::: RECORDS FOR PROCESSING
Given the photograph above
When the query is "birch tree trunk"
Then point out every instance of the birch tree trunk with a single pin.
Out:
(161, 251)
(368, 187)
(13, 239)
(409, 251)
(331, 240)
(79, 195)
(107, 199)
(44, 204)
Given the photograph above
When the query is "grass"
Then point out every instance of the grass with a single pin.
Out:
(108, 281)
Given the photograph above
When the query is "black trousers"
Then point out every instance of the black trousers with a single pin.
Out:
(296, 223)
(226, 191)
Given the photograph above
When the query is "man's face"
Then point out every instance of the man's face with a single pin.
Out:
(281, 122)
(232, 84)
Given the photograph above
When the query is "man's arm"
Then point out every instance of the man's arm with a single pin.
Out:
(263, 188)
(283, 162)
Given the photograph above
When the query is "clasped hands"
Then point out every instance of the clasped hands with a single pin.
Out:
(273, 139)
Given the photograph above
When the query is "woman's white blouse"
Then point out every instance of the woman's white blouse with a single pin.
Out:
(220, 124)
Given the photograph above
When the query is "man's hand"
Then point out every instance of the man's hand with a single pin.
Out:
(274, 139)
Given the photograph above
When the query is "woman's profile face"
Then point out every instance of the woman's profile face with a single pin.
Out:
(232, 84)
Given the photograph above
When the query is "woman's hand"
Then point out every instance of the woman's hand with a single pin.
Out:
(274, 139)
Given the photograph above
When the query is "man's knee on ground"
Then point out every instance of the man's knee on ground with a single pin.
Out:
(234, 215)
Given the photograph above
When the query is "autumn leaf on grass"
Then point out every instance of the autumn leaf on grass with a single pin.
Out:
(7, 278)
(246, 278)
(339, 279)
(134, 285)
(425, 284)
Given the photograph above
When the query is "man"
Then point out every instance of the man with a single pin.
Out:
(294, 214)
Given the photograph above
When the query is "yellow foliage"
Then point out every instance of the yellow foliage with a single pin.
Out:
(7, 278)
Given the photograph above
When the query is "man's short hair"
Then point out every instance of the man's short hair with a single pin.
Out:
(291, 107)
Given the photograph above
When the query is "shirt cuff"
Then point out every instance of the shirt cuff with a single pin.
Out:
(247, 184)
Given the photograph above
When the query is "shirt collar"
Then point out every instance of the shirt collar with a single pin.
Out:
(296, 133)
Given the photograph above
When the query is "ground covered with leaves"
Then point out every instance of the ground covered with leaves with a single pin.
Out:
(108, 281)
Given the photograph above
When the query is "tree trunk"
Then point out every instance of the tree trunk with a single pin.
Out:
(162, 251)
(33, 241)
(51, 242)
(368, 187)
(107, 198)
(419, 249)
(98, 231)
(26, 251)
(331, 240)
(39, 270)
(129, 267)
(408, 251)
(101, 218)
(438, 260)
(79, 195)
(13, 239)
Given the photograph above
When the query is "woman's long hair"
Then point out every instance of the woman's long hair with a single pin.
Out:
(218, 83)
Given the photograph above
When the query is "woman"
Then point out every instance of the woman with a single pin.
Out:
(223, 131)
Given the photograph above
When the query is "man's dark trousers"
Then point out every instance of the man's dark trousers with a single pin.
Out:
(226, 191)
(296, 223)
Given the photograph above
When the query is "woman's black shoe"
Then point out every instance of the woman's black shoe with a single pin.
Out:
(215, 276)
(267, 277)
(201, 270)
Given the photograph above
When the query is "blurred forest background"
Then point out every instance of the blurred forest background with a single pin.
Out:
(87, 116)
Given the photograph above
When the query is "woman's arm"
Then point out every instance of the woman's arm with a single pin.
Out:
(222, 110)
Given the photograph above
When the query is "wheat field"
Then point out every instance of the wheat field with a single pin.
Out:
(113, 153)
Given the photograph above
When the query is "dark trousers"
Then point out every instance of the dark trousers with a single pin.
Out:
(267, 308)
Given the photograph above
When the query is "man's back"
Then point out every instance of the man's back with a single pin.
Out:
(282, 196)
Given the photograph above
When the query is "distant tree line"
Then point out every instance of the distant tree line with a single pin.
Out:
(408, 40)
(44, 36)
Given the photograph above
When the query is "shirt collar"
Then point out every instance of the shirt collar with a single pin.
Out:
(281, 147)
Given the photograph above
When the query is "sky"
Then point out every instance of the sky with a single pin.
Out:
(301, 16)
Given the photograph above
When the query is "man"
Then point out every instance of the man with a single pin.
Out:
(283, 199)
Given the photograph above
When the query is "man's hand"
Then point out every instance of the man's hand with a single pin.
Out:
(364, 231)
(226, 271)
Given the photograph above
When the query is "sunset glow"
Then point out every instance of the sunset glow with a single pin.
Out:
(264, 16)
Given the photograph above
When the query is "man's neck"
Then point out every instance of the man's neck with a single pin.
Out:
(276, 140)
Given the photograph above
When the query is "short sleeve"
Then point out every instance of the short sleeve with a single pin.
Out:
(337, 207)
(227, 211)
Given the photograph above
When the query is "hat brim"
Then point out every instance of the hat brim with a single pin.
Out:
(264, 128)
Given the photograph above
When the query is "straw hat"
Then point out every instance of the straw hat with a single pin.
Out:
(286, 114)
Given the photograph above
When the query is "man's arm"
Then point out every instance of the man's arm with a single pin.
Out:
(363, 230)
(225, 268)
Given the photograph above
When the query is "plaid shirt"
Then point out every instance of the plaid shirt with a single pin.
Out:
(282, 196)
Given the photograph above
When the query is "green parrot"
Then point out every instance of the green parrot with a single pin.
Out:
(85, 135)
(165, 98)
::::::
(WHAT THE TASK ASKS)
Every line above needs to be repeated exactly as shown.

(SOLUTION FOR THIS EXERCISE)
Given the photograph above
When the query is "birch tree trunk"
Then point out every instance of the birch tree trunk with a single pin.
Out:
(161, 251)
(368, 187)
(13, 239)
(409, 251)
(331, 240)
(79, 195)
(107, 199)
(44, 204)
Given the photograph above
When the query is "grass"
Then point out every instance of the grass with a single pin.
Out:
(108, 281)
Given the photograph above
When the query is "black trousers"
Then point out every instance of the black trousers with a single pin.
Out:
(296, 223)
(226, 191)
Given the photograph above
When the query is "man's face"
Then point out every instance of the man's face with a single pin.
Out:
(281, 122)
(232, 84)
Given the photograph above
When the query is "man's arm"
Then point out every instance of the man's arm with a single pin.
Out:
(263, 188)
(283, 162)
Given the photograph above
When the query is "clasped hands"
Then point out every instance of the clasped hands with a single pin.
Out:
(273, 139)
Given the photograph above
When the query is "woman's white blouse"
Then point out every instance of the woman's white blouse with a single pin.
Out:
(220, 124)
Given the photograph above
When the query is "man's hand"
Then point out every instance of the man's hand with a single pin.
Out:
(274, 139)
Given the photograph above
When the query is "woman's profile face"
Then point out every instance of the woman's profile face with a single pin.
Out:
(232, 84)
Given the photograph above
When the query is "woman's hand"
Then point out every instance of the woman's hand with a single pin.
Out:
(274, 139)
Given the photograph above
When the query is "man's knee on ground"
Then point out every instance of the man's knee on ground with a single pin.
Out:
(234, 215)
Given the photograph above
When the query is "autumn leaf on grass"
Then point out every instance of the autumn leaf on grass with a single pin.
Out:
(7, 278)
(246, 278)
(339, 279)
(134, 285)
(425, 284)
Given the photograph above
When the query is "man"
Then point out every instance of the man with a single pin.
Out:
(294, 214)
Given the photograph above
When the query is "yellow foliage"
Then point out every instance of the yellow foliage with a single pin.
Out:
(7, 278)
Given the photograph above
When the query is "man's short hair"
Then point out every instance of the man's short hair with a single pin.
Out:
(291, 107)
Given the photograph above
When the query is "shirt cuff"
Then point out every instance of the shirt cuff with a single pin.
Out:
(247, 184)
Given the photograph above
When the query is "shirt collar"
Then point out every instance of the shirt collar with a single pin.
Out:
(296, 133)
Given the photograph above
When the query is "ground covered with leaves"
Then point out every instance of the ground covered with leaves with a single pin.
Out:
(108, 281)
Given the photograph above
When the query is "tree trunk"
Then point out every instance of the tree trunk with a single pin.
Out:
(162, 251)
(33, 241)
(51, 242)
(368, 187)
(107, 198)
(419, 249)
(98, 231)
(26, 251)
(331, 240)
(39, 270)
(129, 267)
(408, 251)
(101, 218)
(438, 260)
(79, 195)
(13, 239)
Given the photograph above
When the query is "woman's long hair"
Then point out every instance of the woman's long hair with a single pin.
Out:
(218, 83)
Given the photograph above
When the query is "woman"
Then point out every instance of the woman with a single pin.
Out:
(223, 131)
Given the photograph above
When the query is "man's dark trousers"
Then point out every instance of the man's dark trousers with a single pin.
Out:
(226, 191)
(296, 223)
Given the photograph above
When the query is "woman's black shoe"
Then point out every instance of the woman's black shoe with a single pin.
Out:
(215, 276)
(267, 277)
(201, 270)
Given the photograph above
When the query is "blurred forest background"
Then point out every instance of the blurred forest background with a single pin.
Out:
(87, 116)
Given the photograph above
When the query is "woman's arm"
Then point out every instance of the woman's arm with a single pin.
Out:
(222, 110)
Given the photograph above
When the query is "wheat field"
Then point out every instance of the wheat field with a single pin.
Out:
(113, 153)
Given the photograph above
When the query is "dark trousers"
Then point out every instance of the dark trousers with a single pin.
Out:
(267, 308)
Given the photograph above
When the query is "man's back"
Then point out every instance of the man's back with a single pin.
Out:
(282, 196)
Given the photograph above
When the query is "distant tree line"
Then point out every instance of the distant tree line with a single pin.
Out:
(408, 40)
(44, 36)
Given the photograph above
When the query is "shirt collar"
Then point out every instance of the shirt collar with a single pin.
Out:
(281, 147)
Given the photograph above
When the query is "sky"
Then point out every instance of the sky with a single pin.
Out:
(301, 16)
Given the photograph above
When the query is "man"
Then point out every instance of the man with a single pin.
Out:
(283, 199)
Given the photograph above
When the query is "man's hand"
Then point out every instance of the man's hand with a single pin.
Out:
(364, 231)
(226, 271)
Given the photograph above
When the query is "sunset glow"
Then point out every instance of the sunset glow with a single pin.
Out:
(264, 16)
Given the photograph above
When the query is "man's neck"
Then point out every instance of the man's neck with a single pin.
Out:
(276, 140)
Given the photograph above
When the query is "short sleeve"
Then point out every instance of the short sleeve with a single pin.
Out:
(337, 207)
(227, 211)
Given the photograph above
When the query is "hat brim"
Then point out every instance of the hat brim with a single pin.
Out:
(264, 128)
Given the photograph above
When the query is "straw hat"
Then point out every instance of the straw hat with a single pin.
Out:
(286, 114)
Given the photograph above
When the query is "man's arm"
Then point out every instance of the man's arm with a single pin.
Out:
(363, 230)
(225, 268)
Given the photograph above
When the query is "plaid shirt"
Then point out every instance of the plaid shirt with a single pin.
Out:
(282, 196)
Given the photograph above
When the query is "green parrot"
Then point out every instance of the green parrot with a single pin.
Out:
(85, 135)
(165, 98)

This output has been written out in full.